#### To be done
Transcribe all the entries word for word, but omit the images.

==========

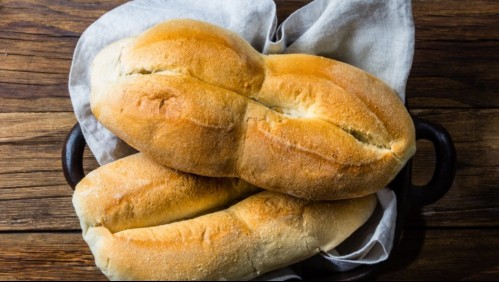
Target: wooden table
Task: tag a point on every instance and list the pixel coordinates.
(454, 82)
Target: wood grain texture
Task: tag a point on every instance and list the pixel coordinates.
(65, 256)
(453, 82)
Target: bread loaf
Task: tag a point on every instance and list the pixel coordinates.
(200, 99)
(137, 192)
(138, 234)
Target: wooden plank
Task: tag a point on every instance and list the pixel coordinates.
(46, 256)
(455, 61)
(473, 199)
(435, 254)
(31, 144)
(445, 254)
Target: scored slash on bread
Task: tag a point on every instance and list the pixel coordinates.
(198, 98)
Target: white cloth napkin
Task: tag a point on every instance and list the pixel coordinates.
(375, 35)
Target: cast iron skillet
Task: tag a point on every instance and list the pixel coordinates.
(409, 196)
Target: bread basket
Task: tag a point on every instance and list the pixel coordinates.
(409, 196)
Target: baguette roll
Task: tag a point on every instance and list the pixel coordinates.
(198, 98)
(143, 221)
(264, 232)
(137, 192)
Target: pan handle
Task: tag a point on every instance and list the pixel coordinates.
(72, 156)
(445, 167)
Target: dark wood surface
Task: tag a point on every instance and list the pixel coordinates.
(454, 82)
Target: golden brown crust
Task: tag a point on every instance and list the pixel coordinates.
(198, 98)
(261, 233)
(137, 192)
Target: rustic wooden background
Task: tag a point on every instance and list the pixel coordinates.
(454, 82)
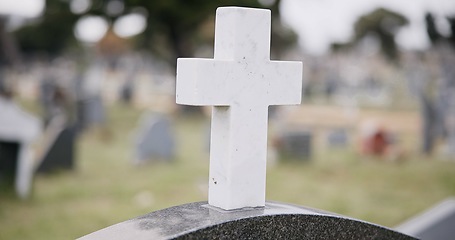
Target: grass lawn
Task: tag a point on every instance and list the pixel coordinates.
(106, 188)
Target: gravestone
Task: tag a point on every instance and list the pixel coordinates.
(337, 138)
(155, 140)
(435, 223)
(296, 144)
(237, 210)
(241, 82)
(18, 130)
(90, 106)
(59, 150)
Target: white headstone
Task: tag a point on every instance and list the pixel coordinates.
(240, 82)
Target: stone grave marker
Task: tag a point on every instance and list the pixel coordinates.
(296, 144)
(59, 147)
(155, 139)
(435, 223)
(240, 82)
(18, 130)
(337, 138)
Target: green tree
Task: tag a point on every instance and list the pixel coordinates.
(174, 27)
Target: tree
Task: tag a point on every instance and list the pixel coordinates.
(174, 27)
(384, 24)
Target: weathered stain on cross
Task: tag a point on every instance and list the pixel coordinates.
(240, 82)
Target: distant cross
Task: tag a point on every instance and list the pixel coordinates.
(240, 82)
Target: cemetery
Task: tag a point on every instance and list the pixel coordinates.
(235, 140)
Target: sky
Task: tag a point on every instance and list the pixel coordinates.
(318, 23)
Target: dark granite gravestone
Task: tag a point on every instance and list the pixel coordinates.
(60, 153)
(155, 140)
(337, 138)
(274, 221)
(9, 153)
(296, 144)
(92, 112)
(18, 130)
(435, 223)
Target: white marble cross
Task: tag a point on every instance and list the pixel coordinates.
(240, 82)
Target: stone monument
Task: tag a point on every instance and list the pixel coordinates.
(241, 82)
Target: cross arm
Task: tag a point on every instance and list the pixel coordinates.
(202, 82)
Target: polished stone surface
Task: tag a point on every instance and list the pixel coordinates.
(274, 221)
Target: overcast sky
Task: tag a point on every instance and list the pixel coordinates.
(320, 22)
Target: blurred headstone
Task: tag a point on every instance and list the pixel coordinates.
(337, 138)
(155, 139)
(47, 92)
(90, 104)
(296, 144)
(18, 130)
(59, 148)
(435, 223)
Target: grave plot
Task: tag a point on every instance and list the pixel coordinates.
(241, 82)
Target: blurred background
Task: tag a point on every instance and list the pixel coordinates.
(90, 134)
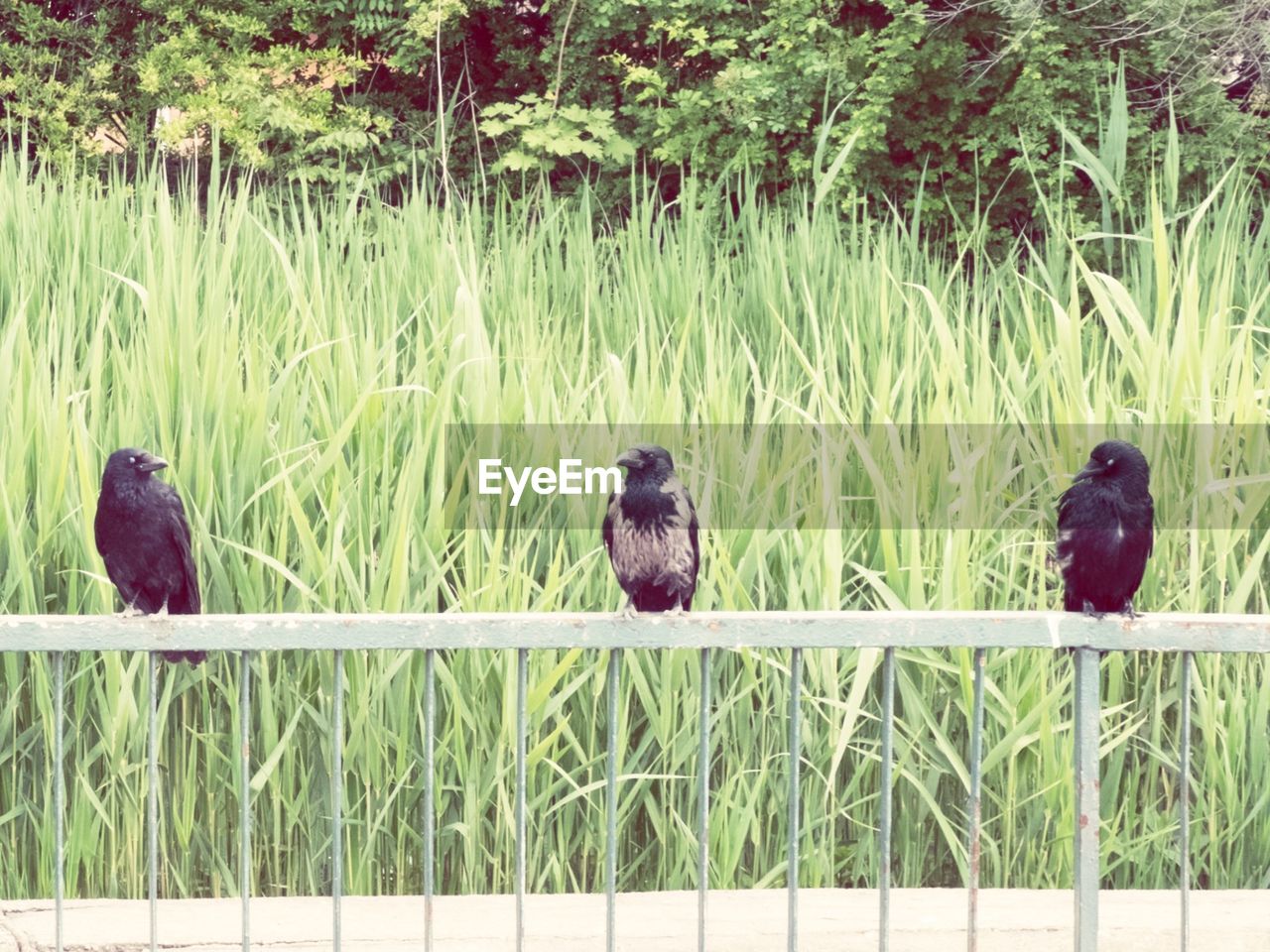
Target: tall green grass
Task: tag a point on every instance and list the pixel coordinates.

==========

#### Completed exercise
Target: wooden table
Task: tag a point on every instance and list the pixel coordinates.
(454, 82)
Target: wood grain texture
Task: tag a point on every instance and list the pixel coordinates.
(65, 256)
(453, 82)
Target: bread loaf
Task: tag a point on every instance and list the pixel coordinates.
(200, 99)
(137, 192)
(138, 234)
Target: wooden plank
Task: tag a point on every instance and list the pixel coordinates.
(46, 256)
(455, 61)
(473, 199)
(435, 254)
(31, 144)
(445, 254)
Target: scored slash on bread
Task: tag a point on every instance and list the pixel coordinates.
(198, 98)
Target: white cloth napkin
Task: tag a point on every instance and list the pixel coordinates.
(375, 35)
Target: cast iron skillet
Task: tag a point on every instance and list the pixel coordinates.
(409, 196)
Target: bread basket
Task: tag a point on every instance and list the pixel coordinates.
(409, 196)
Target: baguette roll
Task: tag a point on every instance and list the pixel coordinates.
(198, 98)
(143, 221)
(264, 232)
(137, 192)
Target: pan handle
Task: tag a point on every instance and list the pixel coordinates.
(72, 156)
(445, 167)
Target: dark wood surface
Task: tag a point on every instance and list the pixel coordinates.
(454, 82)
Target: golden brown crust
Task: tag a point on every instance and list the pixel coordinates.
(198, 98)
(261, 233)
(137, 192)
Target: rustic wooden background
Task: tag a point on every instance and list the pixel coordinates.
(454, 82)
Target: grass lawn
Task: tag a point on every instance and list the pixel coordinates.
(106, 188)
Target: gravestone
Task: tag a point on every instance and list the pixel coordinates.
(337, 138)
(155, 140)
(435, 223)
(296, 144)
(237, 210)
(241, 82)
(18, 130)
(90, 106)
(59, 150)
Target: white headstone
Task: tag a point on every instance and list the pixel coordinates.
(240, 82)
Target: stone grave marker
Task: tag a point on every instance and list the pixel coordinates.
(296, 144)
(59, 147)
(155, 139)
(435, 223)
(240, 82)
(18, 130)
(337, 138)
Target: green tree
Task: tag a point on every instance and list the pixel coordinates.
(174, 27)
Target: tree
Task: tag a point on every instance and list the pixel coordinates.
(174, 27)
(384, 24)
Target: weathered stain on cross
Task: tag a point on every instance and list the pixel coordinates.
(240, 82)
Target: distant cross
Task: tag a point on every instance and list the pixel coordinates.
(240, 82)
Target: cemetery
Task: tag a point on every instance and list the pixel coordinates.
(235, 140)
Target: sky
Task: tag a point on every instance and list the pixel coordinates.
(318, 23)
Target: dark granite gravestone
Task: tag a point on every instance and list the pixel coordinates.
(60, 153)
(155, 140)
(337, 138)
(274, 221)
(9, 153)
(296, 144)
(92, 112)
(18, 130)
(435, 223)
Target: white marble cross
Task: tag a point on every instance and list the pixel coordinates.
(240, 82)
Target: stone monument
Task: tag a point on every instance and list the pixel coordinates.
(241, 82)
Target: cross arm
Task: tag a point on every instance and list the pixel coordinates.
(202, 82)
Target: polished stone surface
Task: tag a point on every instance and list the pixel coordinates.
(274, 221)
Target: overcast sky
Task: tag a point on every instance and list the pixel coordinates.
(320, 22)
Target: blurred headstone
Task: tag a point on every instance and list the pixel coordinates.
(337, 138)
(155, 139)
(47, 92)
(90, 104)
(296, 144)
(18, 130)
(59, 148)
(435, 223)
Target: grave plot
Task: tag a point on every instance and list the pixel coordinates.
(241, 82)
Target: blurred background
Task: tag a point on every instance and list the pixel coordinates.
(90, 134)
Target: tall green grass
Task: tag a point on every instance and list the pixel coordinates.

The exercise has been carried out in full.